◆ **WHAT NEEDS TO BE DONE**
Copy each line of the entries that contains the word "baby".
[[ EXTRACTED RECORDS, beginning ]]
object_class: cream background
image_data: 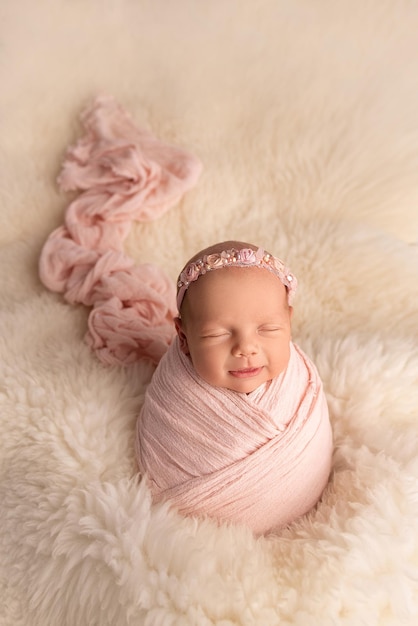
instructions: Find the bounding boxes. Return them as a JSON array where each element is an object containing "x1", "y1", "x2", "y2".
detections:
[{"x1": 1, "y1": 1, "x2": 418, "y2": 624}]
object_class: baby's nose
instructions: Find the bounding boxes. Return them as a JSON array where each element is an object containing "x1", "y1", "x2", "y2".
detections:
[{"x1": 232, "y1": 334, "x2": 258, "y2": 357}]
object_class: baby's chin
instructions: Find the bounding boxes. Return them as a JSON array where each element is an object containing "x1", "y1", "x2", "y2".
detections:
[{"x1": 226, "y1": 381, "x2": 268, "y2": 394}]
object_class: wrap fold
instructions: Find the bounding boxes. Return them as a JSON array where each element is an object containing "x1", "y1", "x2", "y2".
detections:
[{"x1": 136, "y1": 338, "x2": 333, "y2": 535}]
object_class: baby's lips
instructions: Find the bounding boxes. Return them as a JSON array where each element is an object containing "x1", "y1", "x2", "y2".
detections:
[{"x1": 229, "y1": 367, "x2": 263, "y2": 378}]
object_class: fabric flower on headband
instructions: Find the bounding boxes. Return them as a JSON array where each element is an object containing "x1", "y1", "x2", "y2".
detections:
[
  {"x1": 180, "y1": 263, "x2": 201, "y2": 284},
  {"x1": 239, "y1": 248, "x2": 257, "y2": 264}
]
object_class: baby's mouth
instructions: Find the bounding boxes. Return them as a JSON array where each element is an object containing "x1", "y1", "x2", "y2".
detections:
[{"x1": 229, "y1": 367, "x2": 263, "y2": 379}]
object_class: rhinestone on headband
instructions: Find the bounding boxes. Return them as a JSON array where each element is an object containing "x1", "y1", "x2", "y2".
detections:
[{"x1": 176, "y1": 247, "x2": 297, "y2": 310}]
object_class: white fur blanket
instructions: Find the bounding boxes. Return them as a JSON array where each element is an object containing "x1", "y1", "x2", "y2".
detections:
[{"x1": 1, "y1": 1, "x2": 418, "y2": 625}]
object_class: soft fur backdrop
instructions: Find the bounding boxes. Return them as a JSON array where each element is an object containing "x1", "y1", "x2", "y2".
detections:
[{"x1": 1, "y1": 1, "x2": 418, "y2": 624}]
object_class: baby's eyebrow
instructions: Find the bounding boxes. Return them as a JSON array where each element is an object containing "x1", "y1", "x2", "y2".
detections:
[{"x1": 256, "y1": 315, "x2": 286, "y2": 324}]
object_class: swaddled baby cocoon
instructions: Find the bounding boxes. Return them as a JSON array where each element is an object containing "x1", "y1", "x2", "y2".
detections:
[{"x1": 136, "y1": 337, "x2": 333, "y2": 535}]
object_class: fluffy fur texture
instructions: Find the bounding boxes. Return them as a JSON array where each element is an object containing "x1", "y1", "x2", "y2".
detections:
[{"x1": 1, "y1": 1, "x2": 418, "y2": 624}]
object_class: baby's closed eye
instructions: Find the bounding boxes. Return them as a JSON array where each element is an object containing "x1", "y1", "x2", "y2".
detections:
[[ EXTRACTED RECORDS, end ]]
◆ **EXERCISE OUTPUT**
object_class: baby's nose
object_class: baby's chin
object_class: baby's lips
object_class: baby's mouth
object_class: baby's eyebrow
object_class: swaddled baby cocoon
object_class: baby's closed eye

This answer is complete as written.